Pop culture: Kobe Bryant’s return from the ranks of the outcast is redefining the American hero.

The ideal place for Kobe Bryant, when he’s not on court at Staples Center, may be Beverly Hills, specifically Rodeo Drive, which, with its high-end designer boutiques and Baccarat crystal chandeliers may be the closest thing this side of the Hope diamond to compare with the dazzling marquee spectacle that has virtually become Kobe’s trademark.

The scandal of Colorado will never completely go away. The blame for Shaq’s departure from the Lakers is still his to deny. The rep for being a show-boating, ball-hog is justifiable.

But they are simply warts, minor imperfections like those on Redford’s face, that reminds one of human vulnerabilities — something that the marketing of America’s pop culture heroes and superstars has always chosen to ignore, painting instead a one-dimensional image of all light and no shadows on the cult icon of the day.

Almost by sheer will, however, Kobe has forced sports and Madison Avenue to grudgingly grow up and finally begin portraying today’s superstars in a more accurate and perhaps more healthy context.

Bryant’s first endorsement commercial since his fall from grace when he lost all his off-the-court deals — and tens of millions of dollars — except the big one: Nike.

Nike may be he only company in the world bold enough to say to Kobe: People, outside the diehard fans, dislike you. No, they don’t just dislike you, Kobe. They hate you. But you’ve just scored 81 points in a game. You’re the best basketball player in the NBA. All those people who hate you still watch you. So, guess what? No Mickey D’s fluff commercials. We’re going to build a commercial campaign for your new Nike sneaker based on how people can’t stand you.

Nike’s commercial for the Zoom Kobe I debuted last week, which was the reason Bryant found himself at Niketown in Beverly Hills — within a block and a half of Rodeo Drive — near midnight last Friday night.

“Love me or hate me, it's one or the other,” Kobe voice’s says, narrating the commercial showing him shooting free throws, then doing other drills. “Always has been. Hate my game, my swagger. Hate my fadeaway, my hunger. Hate that I'm a veteran. A champion. Hate that. Hate it with all your heart. And hate that I'm loved, for the exact same reasons.”

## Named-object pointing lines
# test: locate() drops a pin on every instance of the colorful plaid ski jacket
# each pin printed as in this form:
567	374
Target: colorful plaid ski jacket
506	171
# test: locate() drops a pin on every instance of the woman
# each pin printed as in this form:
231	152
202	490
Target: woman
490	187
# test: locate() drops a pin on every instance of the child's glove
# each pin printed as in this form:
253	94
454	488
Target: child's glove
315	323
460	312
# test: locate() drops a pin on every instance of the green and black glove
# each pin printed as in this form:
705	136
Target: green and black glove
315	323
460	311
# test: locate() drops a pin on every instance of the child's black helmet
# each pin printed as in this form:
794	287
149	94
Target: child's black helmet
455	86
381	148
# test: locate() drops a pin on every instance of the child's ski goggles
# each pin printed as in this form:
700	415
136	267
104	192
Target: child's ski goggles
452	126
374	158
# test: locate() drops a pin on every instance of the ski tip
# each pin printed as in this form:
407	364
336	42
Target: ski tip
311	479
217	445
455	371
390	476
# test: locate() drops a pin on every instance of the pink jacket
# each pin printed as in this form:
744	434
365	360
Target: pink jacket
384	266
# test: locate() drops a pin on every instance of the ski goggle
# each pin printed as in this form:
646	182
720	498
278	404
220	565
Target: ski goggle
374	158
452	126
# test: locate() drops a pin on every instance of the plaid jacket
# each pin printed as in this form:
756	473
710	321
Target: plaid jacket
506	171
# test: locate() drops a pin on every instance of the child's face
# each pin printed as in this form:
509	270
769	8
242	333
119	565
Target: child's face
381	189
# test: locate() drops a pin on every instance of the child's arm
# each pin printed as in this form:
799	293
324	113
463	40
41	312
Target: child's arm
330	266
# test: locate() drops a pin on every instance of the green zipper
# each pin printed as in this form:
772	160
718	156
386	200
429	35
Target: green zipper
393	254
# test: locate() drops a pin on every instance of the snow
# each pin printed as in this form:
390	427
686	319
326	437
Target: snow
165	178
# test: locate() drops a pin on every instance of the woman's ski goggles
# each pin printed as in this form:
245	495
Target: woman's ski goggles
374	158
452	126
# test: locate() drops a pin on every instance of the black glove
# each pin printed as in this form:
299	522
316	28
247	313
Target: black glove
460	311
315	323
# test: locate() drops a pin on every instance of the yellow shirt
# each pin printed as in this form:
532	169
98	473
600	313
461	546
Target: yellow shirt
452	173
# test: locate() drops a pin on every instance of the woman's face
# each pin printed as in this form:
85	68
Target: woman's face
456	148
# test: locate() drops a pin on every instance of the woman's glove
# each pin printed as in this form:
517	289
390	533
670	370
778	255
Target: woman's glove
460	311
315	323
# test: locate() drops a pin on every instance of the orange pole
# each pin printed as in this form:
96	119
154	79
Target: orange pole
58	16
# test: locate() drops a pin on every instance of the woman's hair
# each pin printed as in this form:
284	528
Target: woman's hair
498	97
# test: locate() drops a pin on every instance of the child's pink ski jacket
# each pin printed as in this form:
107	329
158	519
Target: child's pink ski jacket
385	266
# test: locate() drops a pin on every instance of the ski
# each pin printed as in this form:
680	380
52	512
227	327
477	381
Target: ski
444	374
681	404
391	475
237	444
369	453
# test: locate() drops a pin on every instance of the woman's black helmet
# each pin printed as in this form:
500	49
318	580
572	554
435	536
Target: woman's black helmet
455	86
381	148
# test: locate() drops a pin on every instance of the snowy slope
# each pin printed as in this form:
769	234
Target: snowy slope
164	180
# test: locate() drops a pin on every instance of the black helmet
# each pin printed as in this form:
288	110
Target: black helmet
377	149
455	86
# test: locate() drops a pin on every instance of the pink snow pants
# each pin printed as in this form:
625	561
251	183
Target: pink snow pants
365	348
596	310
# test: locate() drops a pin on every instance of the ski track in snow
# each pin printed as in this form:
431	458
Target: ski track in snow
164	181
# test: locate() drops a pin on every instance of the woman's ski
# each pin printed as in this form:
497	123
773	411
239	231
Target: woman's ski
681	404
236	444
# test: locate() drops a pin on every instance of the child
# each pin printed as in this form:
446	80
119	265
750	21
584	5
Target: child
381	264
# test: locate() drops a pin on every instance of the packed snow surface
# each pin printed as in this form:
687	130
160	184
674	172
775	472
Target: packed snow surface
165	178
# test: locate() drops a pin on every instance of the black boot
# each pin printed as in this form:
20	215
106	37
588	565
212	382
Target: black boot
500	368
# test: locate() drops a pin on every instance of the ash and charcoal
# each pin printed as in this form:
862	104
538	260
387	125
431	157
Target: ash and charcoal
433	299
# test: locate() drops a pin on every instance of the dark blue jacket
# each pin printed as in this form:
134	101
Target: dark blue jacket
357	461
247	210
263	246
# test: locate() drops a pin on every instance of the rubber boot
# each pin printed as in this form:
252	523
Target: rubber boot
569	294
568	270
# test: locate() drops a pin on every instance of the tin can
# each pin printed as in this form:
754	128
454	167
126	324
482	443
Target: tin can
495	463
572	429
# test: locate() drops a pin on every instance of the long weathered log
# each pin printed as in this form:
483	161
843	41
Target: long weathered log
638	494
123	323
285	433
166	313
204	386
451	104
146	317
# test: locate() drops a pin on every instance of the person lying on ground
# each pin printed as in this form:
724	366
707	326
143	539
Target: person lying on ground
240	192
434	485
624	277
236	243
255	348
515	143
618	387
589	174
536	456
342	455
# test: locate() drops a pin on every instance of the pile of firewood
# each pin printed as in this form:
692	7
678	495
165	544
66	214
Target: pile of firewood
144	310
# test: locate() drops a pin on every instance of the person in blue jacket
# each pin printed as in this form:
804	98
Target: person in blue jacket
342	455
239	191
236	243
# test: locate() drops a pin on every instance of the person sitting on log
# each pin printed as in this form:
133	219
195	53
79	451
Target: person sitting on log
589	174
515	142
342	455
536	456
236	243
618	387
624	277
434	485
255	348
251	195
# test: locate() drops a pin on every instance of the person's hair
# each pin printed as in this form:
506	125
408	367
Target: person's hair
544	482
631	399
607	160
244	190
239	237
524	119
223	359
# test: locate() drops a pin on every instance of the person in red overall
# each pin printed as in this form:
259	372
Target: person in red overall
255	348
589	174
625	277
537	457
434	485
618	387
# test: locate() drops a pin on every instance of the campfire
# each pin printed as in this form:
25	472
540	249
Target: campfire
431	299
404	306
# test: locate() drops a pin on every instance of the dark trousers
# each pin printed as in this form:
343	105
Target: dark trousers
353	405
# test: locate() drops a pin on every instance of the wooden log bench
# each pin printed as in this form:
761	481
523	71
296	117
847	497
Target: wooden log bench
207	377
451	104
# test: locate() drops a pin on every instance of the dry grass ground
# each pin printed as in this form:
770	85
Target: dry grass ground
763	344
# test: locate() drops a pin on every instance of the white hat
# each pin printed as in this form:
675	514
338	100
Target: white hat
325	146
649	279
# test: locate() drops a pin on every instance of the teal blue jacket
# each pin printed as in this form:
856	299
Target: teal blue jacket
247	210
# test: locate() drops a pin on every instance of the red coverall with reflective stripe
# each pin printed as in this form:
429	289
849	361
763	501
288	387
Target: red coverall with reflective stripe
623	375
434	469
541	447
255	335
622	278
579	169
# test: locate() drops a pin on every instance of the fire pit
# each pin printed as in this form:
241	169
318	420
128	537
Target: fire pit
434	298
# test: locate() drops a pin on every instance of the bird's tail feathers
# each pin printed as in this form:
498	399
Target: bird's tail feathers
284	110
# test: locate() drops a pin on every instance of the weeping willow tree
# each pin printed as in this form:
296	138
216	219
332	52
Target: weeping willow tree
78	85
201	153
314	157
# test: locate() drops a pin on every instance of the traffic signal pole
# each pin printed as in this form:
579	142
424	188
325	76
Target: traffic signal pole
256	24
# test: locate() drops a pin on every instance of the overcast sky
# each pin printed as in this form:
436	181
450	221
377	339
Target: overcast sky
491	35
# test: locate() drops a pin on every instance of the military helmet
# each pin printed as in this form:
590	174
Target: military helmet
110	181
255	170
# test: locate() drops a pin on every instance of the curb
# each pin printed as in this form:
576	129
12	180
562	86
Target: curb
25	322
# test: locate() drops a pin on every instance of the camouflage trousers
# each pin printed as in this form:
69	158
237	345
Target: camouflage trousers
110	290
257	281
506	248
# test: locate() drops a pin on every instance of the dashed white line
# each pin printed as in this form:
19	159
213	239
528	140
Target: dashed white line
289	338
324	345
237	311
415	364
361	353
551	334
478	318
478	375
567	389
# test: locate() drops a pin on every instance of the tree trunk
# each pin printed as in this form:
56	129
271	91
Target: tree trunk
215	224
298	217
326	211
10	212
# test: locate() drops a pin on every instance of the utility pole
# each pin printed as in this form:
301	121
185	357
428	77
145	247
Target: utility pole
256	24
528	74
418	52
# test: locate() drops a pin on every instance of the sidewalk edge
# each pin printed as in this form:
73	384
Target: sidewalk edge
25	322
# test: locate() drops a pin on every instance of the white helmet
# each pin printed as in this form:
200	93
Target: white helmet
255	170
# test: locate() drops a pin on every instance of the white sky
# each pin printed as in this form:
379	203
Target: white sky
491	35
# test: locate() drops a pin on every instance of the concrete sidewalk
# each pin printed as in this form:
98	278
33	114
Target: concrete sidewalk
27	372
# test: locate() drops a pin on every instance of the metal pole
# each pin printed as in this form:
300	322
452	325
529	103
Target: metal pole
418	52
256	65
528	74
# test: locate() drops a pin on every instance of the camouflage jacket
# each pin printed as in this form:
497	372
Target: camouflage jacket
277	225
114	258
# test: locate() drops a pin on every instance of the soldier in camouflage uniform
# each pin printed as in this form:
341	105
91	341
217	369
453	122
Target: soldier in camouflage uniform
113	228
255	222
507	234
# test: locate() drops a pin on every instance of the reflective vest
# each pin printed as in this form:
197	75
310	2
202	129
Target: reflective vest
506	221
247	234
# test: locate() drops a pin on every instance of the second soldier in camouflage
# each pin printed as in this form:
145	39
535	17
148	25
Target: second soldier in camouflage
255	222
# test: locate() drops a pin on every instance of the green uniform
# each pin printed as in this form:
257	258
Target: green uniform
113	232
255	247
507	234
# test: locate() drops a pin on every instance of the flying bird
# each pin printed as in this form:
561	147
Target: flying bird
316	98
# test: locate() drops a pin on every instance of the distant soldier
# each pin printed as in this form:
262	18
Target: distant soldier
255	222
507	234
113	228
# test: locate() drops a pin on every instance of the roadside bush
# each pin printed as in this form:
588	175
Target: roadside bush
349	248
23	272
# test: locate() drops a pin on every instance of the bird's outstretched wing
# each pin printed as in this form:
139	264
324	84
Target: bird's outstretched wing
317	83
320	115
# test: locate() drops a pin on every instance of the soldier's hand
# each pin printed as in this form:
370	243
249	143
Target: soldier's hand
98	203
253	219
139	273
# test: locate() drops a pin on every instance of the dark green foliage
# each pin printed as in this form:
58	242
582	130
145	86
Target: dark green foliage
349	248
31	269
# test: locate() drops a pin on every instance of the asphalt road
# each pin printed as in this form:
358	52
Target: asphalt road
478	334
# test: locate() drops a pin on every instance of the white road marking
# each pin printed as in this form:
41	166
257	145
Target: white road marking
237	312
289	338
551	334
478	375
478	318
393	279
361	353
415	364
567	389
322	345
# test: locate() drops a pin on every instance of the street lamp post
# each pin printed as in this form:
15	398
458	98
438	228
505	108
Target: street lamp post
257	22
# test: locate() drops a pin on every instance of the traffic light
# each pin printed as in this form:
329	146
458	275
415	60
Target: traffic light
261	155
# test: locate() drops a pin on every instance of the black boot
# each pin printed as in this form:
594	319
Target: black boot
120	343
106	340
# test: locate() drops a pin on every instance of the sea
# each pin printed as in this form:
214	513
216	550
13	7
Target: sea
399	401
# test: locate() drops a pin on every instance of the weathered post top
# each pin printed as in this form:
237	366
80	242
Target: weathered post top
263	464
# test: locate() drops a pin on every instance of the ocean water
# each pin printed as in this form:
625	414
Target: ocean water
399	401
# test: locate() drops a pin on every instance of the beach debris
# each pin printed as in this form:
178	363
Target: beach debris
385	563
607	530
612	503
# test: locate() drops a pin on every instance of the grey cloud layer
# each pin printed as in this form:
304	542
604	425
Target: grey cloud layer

## What this task involves
Can you rewrite the paragraph in the Kobe Bryant article that begins "Nike's commercial for the Zoom Kobe I" as one shorter sentence that keeps its main facts?

## Solution for this problem
Nike's Zoom Kobe I commercial debuted last week, which is why Bryant was at Niketown in Beverly Hills, a block and a half from Rodeo Drive, near midnight last Friday.